Queridos hermanos y hermanas:
1. “Alegrémonos todos en el Señor, porque nuestro Salvador ha nacido en el mundo” (Ant. Entrada). Les saludo a todos ustedes con el gozo de saber que Dios, confirma su amor y su providencia hacia nosotros, al celebrar en esta noche santa la Navidad de Nuestro Salvador Jesucristo en la carne mortal, para liberarnos de la esclavitud del pecado. Hoy, se renueva en nosotros la esperanza de saber que Dios, sigue confiando en la humanidad, al regalarnos mediante su Palabra el mensaje de la salvación: “No teman. les anuncio una gran alegría. Hoy les ha nacido en la ciudad de David, un salvador que es el mesías, el Señor” (Lc. 2, 10). Ante una realidad violenta e insegura por los problemas sociales, políticos y económicos que vivimos hoy día, no hay mayor alegría que esta: Dios abre de nuevo al hombre el acceso a su realidad, que habla y nos comunica su amor para que lleguemos a ser también hijos suyos, fervorosamente entregados a practicar el bien (cf. Tit. 2, 14). El Señor está presente. Desde este momento, Dios es realmente un “Dios con nosotros”. Ya no es el Dios lejano que, mediante la creación y a través de la conciencia, se puede intuir en cierto modo desde lejos. Él ha entrado en el mundo. Es quien está a nuestro lado. Esta es una convicción que estamos llamados a asumir cada uno de nosotros, pues sólo así podremos vivir realmente la Navidad en nuestra vida, alejados de los temores y de las angustias por la falta de Dios en nuestra vida y en nuestra existencia. Dios se hace niño para dialogar con cada uno de nosotros y poder ser auténticamente libres y vivir felices. Descubriendo el proyecto de él para cada uno de nosotros.

========================

**Acciones requeridas:**
**A.** Según la homilía, ¿en qué ciudad ha nacido el salvador que se anuncia?
**B.** Explica, con lo que dice la homilía, por qué estamos llamados a asumir la convicción de que Dios está a nuestro lado.
**C.** Por favor, retoma la homilía a partir de su última frase y escribe un párrafo más en el mismo tono.

**Entradas mostradas:**
========================

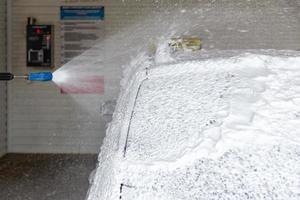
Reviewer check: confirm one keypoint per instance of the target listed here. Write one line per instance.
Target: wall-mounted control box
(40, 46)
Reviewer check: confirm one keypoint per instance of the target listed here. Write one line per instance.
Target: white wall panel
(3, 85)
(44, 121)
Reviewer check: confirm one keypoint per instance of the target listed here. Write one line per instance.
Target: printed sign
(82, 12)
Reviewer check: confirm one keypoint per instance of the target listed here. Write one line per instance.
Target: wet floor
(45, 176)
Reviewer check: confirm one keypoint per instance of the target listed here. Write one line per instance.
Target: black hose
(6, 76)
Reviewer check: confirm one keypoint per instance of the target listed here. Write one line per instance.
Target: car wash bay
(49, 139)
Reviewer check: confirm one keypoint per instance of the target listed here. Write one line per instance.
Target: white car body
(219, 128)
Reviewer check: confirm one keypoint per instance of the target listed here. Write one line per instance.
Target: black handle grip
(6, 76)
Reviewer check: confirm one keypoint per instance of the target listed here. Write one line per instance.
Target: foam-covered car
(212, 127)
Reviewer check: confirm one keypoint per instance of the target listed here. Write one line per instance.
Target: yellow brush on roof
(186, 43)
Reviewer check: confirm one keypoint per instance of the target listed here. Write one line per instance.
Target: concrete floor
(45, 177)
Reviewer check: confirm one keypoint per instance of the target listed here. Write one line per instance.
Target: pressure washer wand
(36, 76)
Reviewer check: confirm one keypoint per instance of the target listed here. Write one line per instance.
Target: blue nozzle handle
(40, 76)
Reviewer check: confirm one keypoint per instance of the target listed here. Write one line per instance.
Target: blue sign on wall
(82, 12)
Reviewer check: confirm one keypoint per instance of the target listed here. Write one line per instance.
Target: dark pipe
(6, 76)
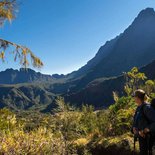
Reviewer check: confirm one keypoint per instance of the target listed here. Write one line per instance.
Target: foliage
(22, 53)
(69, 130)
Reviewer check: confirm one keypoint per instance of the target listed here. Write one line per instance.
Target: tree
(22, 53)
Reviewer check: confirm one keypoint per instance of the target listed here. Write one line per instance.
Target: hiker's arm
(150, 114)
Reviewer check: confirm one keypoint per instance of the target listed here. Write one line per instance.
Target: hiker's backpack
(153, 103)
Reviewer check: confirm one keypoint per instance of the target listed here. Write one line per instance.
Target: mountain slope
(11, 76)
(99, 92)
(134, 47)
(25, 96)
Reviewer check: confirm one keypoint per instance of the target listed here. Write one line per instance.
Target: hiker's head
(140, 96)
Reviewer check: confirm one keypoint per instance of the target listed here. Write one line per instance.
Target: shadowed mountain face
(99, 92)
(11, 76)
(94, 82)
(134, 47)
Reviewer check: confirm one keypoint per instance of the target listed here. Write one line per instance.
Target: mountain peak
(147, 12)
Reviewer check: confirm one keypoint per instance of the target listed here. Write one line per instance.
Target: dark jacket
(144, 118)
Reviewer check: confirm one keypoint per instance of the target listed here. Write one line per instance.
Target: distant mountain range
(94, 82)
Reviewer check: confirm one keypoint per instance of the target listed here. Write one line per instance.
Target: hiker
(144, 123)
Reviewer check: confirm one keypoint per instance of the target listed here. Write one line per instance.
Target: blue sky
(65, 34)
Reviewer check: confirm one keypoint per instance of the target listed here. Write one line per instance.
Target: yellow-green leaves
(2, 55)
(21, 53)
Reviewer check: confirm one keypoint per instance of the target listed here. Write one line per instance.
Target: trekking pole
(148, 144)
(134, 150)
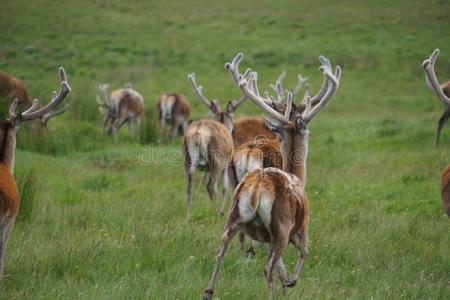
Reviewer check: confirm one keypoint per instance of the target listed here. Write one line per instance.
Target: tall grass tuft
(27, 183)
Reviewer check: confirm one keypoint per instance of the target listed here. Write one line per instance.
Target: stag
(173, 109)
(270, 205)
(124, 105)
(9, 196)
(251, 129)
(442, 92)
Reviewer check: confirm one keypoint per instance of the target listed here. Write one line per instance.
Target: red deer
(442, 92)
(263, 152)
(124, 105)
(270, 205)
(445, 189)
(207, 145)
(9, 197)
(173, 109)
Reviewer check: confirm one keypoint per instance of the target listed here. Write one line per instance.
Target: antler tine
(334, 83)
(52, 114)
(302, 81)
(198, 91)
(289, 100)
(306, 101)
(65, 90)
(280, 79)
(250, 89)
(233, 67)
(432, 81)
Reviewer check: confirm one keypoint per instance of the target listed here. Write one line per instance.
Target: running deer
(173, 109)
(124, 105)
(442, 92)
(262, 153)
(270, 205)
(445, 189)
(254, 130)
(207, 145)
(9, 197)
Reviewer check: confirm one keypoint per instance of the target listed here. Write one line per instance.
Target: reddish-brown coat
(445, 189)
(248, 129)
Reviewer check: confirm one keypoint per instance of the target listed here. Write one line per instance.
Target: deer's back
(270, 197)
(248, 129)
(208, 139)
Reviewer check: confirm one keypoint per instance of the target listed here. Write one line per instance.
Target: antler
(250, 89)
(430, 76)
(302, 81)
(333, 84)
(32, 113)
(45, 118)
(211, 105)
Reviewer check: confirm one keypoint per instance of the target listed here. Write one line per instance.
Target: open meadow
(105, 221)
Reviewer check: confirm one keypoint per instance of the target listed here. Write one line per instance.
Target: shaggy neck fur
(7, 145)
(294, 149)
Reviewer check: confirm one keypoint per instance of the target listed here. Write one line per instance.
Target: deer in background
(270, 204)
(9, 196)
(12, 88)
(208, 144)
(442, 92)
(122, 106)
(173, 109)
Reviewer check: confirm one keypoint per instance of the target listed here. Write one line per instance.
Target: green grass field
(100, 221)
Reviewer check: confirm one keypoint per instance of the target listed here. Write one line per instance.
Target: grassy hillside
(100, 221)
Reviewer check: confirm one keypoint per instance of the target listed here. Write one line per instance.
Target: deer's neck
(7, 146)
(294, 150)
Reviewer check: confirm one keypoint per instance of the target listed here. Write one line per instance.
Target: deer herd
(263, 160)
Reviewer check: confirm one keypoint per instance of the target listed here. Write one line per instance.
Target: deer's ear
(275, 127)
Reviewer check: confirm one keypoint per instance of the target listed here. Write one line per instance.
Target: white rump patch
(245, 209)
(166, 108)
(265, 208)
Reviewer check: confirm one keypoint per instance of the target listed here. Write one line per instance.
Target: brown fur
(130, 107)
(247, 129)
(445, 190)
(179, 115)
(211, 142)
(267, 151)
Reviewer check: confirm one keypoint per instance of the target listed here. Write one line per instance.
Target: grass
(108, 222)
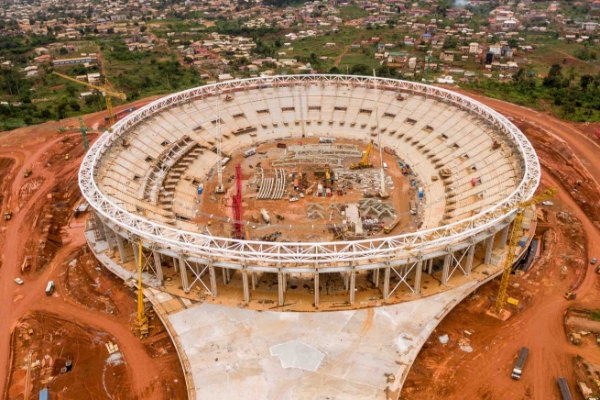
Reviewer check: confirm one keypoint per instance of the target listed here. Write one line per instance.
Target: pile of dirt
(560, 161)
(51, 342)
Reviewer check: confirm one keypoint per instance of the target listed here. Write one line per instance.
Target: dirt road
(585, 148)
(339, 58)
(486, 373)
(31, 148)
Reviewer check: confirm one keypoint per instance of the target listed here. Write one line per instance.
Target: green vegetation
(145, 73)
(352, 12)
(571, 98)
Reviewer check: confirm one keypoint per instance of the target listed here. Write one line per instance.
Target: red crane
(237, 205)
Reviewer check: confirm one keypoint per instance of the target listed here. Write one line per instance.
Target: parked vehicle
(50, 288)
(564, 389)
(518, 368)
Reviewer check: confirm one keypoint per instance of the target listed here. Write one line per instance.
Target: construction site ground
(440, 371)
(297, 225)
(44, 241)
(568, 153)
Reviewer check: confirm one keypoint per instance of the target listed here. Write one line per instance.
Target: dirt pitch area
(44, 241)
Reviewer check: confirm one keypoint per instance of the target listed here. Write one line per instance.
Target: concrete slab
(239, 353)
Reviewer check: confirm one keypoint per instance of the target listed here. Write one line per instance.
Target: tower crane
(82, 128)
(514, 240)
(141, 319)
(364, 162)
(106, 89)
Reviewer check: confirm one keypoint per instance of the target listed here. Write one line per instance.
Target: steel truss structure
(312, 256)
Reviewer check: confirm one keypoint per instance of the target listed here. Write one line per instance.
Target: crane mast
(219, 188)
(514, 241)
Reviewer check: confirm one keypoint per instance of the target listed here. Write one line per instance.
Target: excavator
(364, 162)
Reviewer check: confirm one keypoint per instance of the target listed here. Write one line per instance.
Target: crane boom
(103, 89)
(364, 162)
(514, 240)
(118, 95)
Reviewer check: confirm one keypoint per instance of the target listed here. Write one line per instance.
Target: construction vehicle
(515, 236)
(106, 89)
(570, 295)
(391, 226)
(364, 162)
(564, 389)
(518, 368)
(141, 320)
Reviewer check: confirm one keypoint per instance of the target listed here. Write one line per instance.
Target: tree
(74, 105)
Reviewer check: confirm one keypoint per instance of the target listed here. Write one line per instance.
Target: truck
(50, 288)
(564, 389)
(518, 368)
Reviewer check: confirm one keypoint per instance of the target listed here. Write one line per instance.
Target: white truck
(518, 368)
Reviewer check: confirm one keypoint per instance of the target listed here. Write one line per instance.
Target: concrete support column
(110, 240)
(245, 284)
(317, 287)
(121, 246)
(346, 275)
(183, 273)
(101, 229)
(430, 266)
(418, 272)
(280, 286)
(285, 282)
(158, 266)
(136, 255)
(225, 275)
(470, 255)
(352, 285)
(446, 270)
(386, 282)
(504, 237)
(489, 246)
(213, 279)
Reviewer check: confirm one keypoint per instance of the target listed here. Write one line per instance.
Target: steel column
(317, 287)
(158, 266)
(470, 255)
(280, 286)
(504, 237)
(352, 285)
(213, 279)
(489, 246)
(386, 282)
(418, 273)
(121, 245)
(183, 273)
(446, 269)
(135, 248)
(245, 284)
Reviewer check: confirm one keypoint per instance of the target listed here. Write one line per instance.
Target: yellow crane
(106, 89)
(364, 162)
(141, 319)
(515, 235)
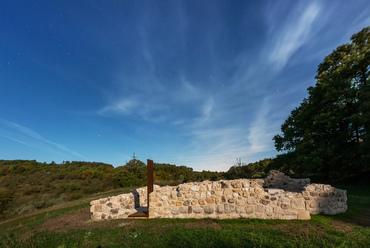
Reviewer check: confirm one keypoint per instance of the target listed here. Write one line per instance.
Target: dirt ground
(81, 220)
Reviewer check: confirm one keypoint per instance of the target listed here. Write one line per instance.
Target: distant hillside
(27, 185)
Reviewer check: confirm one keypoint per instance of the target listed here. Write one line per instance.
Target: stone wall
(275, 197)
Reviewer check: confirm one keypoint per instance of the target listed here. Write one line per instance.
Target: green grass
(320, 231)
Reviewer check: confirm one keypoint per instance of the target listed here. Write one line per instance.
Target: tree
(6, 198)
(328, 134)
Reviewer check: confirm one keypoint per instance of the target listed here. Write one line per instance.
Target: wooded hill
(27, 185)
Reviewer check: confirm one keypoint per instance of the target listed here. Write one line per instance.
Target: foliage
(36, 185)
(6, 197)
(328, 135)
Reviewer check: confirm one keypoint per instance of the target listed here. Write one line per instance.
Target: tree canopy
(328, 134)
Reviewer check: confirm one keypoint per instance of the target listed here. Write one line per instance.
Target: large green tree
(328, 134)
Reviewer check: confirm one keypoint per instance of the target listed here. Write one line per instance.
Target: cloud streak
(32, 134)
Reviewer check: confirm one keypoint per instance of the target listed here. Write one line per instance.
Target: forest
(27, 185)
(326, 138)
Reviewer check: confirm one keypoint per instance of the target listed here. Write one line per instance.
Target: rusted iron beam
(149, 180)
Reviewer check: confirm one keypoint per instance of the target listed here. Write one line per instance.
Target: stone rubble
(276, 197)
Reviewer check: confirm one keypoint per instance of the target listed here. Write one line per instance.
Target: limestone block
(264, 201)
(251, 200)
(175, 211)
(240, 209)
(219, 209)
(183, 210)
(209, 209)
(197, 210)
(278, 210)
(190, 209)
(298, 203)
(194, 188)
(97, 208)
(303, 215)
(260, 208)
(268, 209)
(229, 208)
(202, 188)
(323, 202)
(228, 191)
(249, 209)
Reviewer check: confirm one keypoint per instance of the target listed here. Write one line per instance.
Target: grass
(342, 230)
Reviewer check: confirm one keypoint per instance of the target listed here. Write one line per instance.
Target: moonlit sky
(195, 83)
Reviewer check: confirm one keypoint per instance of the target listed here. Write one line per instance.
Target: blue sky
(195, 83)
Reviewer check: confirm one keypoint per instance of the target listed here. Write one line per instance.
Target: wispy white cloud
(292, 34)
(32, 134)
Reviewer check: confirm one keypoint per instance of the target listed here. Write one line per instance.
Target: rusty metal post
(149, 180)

========================

**Conjunto de respuestas:**
**A.** En la ciudad de David.

**B.** Porque solo así podremos vivir realmente la Navidad en nuestra vida, alejados de los temores y de las angustias que provoca la falta de Dios en nuestra vida y en nuestra existencia.

**C.**
2. En esta noche santísima la Palabra de Dios nos revela el misterio más íntimo de Dios, Dios desciende hasta el fondo de nuestra humanidad para volver a llevarla a Él, para elevarla a su alteza. Provocando en nosotros la fe, que es creer en este amor de Dios que no decae frente a la maldad del hombre, frente al mal y la muerte, sino que es capaz de transformar toda forma de esclavitud, donando la posibilidad de la salvación. Tener fe, entonces, es encontrar a este «Tú», Dios, que me sostiene y me concede la promesa de un amor indestructible que no sólo aspira a la eternidad, sino que la dona; es confiarme a Dios con la actitud del niño, quien sabe bien que todas sus dificultades, todos sus problemas están asegurados en el «tú» de la madre. Y esta posibilidad de salvación a través de la fe, es un don que Dios hoy nos ofrece a todos los hombres. “Porque un niño nos ha nacido, un niño se nos ha dado” (Is. 9,5). La Iglesia no cesa de cantar la gloria de esta noche “La Virgen da a luz al Eterno y la tierra ofrece una gruta al Inaccesible, los ángeles y los pastores le alaban y los magos avanzan con la estrella. Porque tu haz nacido para nosotros. Niño pequeño ¡Dios eterno!” (cf. Catecismo de la Iglesia Católica n. 525). El misterio de la navidad se realiza en nosotros cuando Cristo “toma forma” en nosotros. Navidad es el misterio de este admirable intercambio. “El creador del género humano, tomando cuerpo y alma, nace de una Virgen y hecho hombre sin concurso de varón, nos hace participar de su divinidad” (cf. Ant. Octava de Navidad). Cuando escuchamos su Palabra, la meditamos y dejamos que se engendre en nuestra vida hasta poder llegar a decir, “ya no vivo yo, sino que Cristo quien vive en mí (Gal 2, 20).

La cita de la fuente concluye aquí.